• [SOURCE EXTRACT]
▼
Grain size was measured based on 100 grains weight. Heavier 100 grains weight means larger grain size and vice versa. There was genotype×environment interaction effect on grain size. The largest grain size was achieved by G4 in Entisols-Inceptisols while the smallest grain size was achieved by G10, G16 and G8 in Entisols-Inceptisols. The lowest grain size in Etisols-Inseptisols was achieved by G10 with 7.02 g per 100 seeds. There was only one genotype with grain size higher than 7.02 g per 100 seeds (Table 3). Therefore, average of grain size in Ultisols was lower than in Entisols-Inceptisols.
Genotype×environment interaction on grain yield revealed the highest grain yield by G5, G7, G6 and G16 in Entisols-Inceptisols that achieved 2.0 or 2.1 t ha-1 while the lowest by G8 and G15 in Ultisols that achieved 0.8 t ha-1. The highest grain yield in Ultisols was achieved by G1 with 1.6 t ha-1. All of the genotypes grown in Ultisols had lower grain yield than grown in Entisols-Inceptisols. Genotype G1 with the highest grain yield in Ultisols also was higher than grain yield of G3 and as same as G10 in Entisols-Inceptisols (Fig. 2). It meant that only one genotype in Entisols-Inceptisols had lower grain yield than genotype with the highest grain yield in Ultisols. Associated Entisols-Inceptisols soil types produced higher grain yield than Ultisols.
Relationship of yield and grain yield components showed that in Entisols-Inceptisols yield significantly correlated to all of observed characters while in Ultisols grain yield only correlated to grain size.
|Fig. 1(a-c):||(a) Number of branches, (b) No. of reproductive nodes and (c) No. of filled plant of CpMMV-resistant soybean lines grown in associated Entisols-Inceptisols and Ultisols|
In Entisols-Inceptisols six relationships among the yield components were found, i.e., relationship between plant height with number of nodes and filled pods per plant, number of branches per plant with number of nodes and filled pods per plant, number of nodes per plant with number of pods per plant and number of nodes per plant with grain size. In Ultisols only three relationships among yield components were found, i.e., number of branches per plant with number of nodes per plant, number of nodes per plant with number of filled pods per plant and number of pods per plant with grain size (Table 4).
Genotype×environment interaction suggested that the rank of a soybean line in the two environments were different and one genotype or some genotypes well grew in a specific environment and the other in another environment. In this case, the ranking of the genotypes in Entisols-Inceptisols differed to those in Ultisols. Generally, the good season for soybean growth in Entisols-Inceptisols is dry season, while in Ultisols is wet season. Therefore, the experiment was conducted in these two different seasons.
|Fig. 2:||Genotype×environment interaction on grain yield of CpMMV-resistant soybean lines grown in associated Entisols-Inceptisols and Ultisols|
|Table 4:||Relationship of yield and yield components of CpMMV-resistant soybean lines grown in associated Entisols-Inceptisols and Ultisols|
|Upper: Entisols-Inceptisols, Lower: Ultisols, *,**Significant at 5 and 1%, Height: Plant height (cm), Branch: No. of branches per plant, Pod: No. of filled pods per plant, Seed: 100 grains weight (g), Yield: Yield per hectare (t ha-1)|
When the soybeans were grown in dry season, the soybeans performance were very bad in Ultisols (Kuswantoro and Zen, 2013).
▲
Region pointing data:
▼
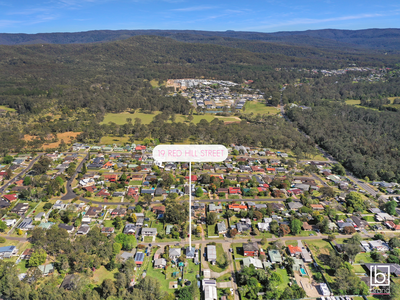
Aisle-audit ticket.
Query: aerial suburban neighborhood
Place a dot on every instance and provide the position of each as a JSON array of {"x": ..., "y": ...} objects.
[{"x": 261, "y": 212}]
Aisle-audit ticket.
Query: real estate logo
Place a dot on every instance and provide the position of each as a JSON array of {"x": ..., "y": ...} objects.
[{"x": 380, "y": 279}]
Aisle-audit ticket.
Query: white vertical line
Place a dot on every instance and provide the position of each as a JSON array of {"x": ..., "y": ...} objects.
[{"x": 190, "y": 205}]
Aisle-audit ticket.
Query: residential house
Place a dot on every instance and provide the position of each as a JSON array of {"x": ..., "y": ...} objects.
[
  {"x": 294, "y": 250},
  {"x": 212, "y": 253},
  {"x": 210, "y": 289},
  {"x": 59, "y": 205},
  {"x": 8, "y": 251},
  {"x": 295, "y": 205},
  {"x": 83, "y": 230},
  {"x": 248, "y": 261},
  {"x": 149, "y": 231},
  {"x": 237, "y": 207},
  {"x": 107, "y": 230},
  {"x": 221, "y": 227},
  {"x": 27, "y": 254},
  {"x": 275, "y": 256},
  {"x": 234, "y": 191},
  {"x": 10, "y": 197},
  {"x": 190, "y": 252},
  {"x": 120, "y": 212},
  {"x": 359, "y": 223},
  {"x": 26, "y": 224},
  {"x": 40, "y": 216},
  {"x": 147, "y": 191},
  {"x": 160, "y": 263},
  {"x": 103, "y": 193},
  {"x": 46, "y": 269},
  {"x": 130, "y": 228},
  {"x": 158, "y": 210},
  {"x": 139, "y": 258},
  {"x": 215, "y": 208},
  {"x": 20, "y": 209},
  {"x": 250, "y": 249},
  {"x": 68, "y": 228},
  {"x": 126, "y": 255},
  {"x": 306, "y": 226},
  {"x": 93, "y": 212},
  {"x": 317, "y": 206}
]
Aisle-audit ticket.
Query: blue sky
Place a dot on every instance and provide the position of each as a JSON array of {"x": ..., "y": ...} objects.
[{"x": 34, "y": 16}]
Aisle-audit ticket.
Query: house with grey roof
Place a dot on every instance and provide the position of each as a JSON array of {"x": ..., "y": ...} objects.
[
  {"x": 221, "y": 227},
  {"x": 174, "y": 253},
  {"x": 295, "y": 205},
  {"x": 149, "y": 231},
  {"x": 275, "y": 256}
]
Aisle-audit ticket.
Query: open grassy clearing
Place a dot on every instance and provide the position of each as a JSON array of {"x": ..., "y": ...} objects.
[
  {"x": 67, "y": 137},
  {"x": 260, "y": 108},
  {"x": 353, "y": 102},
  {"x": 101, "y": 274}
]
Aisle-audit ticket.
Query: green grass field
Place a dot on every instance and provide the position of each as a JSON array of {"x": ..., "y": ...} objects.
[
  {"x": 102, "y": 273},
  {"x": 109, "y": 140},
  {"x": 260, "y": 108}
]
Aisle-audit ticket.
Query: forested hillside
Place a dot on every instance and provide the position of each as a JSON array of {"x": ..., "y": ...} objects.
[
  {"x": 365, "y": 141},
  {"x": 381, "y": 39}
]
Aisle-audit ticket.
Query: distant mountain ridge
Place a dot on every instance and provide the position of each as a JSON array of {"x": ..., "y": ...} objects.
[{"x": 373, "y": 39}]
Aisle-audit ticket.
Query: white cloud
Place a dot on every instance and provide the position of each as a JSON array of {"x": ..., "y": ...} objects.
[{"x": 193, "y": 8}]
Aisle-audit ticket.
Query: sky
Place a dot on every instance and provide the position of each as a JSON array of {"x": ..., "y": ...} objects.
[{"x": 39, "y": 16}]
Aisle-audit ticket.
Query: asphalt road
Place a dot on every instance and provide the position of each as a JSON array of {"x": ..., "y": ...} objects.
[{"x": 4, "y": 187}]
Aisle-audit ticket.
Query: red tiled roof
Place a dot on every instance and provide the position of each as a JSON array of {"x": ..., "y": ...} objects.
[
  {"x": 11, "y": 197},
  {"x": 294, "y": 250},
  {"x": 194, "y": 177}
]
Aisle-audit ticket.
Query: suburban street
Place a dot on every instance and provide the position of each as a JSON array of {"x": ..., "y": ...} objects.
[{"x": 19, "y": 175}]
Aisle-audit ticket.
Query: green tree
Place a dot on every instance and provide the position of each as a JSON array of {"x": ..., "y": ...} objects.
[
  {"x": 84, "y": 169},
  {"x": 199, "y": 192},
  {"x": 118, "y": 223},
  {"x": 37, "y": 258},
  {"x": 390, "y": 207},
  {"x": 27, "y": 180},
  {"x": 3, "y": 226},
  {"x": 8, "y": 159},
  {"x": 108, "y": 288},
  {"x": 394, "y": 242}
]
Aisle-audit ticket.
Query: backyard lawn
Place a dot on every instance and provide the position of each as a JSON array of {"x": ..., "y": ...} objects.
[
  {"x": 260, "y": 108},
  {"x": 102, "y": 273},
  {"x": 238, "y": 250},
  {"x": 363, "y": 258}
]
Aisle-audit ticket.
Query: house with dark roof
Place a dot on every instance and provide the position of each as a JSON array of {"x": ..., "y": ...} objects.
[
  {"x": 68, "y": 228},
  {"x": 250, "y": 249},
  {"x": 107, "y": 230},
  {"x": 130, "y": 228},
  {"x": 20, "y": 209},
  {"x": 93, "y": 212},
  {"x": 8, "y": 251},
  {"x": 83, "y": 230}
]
▲
• [REQUIREMENT A]
Reproduce the passage on CpMMV-resistant soybean lines verbatim, beginning at the words "Relationship of yield and grain" and stopping after the words "to grain size.".
• [REQUIREMENT B]
Continue the passage on CpMMV-resistant soybean lines, picking up after its final sentence.

• [TASK OUTPUT A]
Relationship of yield and grain yield components showed that in Entisols-Inceptisols yield significantly correlated to all of observed characters while in Ultisols grain yield only correlated to grain size.

• [TASK OUTPUT B]
Generally, acidity leads plant height growth but in this study the average of plant height in Ultisols was higher than in Entisols-Inceptisols with normal pH. It occurred because in Ultisols the soybean lines were grown in rainy season while in Entisols-Inceptisols soybean lines were grown in dry season. The duration of vegetative growth in rainy season is longer than in dry season (Kuswantoro and Zen, 2013). It is also supported by studies in water deficit (Desclaux et al., 2000) that water deficit shortened plant height. Bondansari and Susilo (2011) also reported that plant height in Ultisols was higher than in Entisols after adding with organic manure.
Even though genotype×environment interaction was significant in number of reproductive nodes per plant but the environment was not significantly different (Table 2). It is suggested that number of reproductive nodes per plant in Ultisols was statistically as same as in Entisols-Inceptisols. There was a significant relationship between plant height and number of reproductive nodes in Entisols-Inceptisols but no relationship between those two characters in Ultisols (Table 4). It indicated that in Ultisols the plant height remained to grow well if the water was available but the reproductive nodes was suppressed. It also because number of branches was suppressed in Ultisols (Fig. 1a) causing lower number of reproductive nodes. Further, there were environment differences and no genotype difference on number of branches per plant (Fig. 1a) suggested that environment played primary role on the performance of the soybean lines. It also indicated equally adding or subtracting value on each genotype causing the ranking of the genotypes between Ultisols environment and Entisols-Inceptisols environment were statistically similar. Deficiency and toxicity in Ultisols (Bondansari and Susilo, 2011), lead the lower number of branches per plant. However, number of reproductive nodes per plant in this study was higher than other study in Ultisols that achieved average 17.3 reproductive nodes per plant (Kuswantoro et al., 2014).
Usually, in Ultisols pod setting and pod filling is disrupted and lead decreasing number of filled pods but in this study number of filled pods per plant in Ultisols was higher than in Entisols-Inceptisols. Probably it occurred because the Ultisols environment was still capable to support pod setting. Kuswantoro and Zen (2013) reported large number of pods per plant in Ultisols with average upto 114 pods per plant when soybean grown in rainy season but only 32 pods per plant when grown in dry season. Therefore, water also presumably the main factor regulating pod setting except the soil pH. Different results were reported by Bondansari and Susilo (2011) that number of pods per plant was larger in Entisols than in Ultisols.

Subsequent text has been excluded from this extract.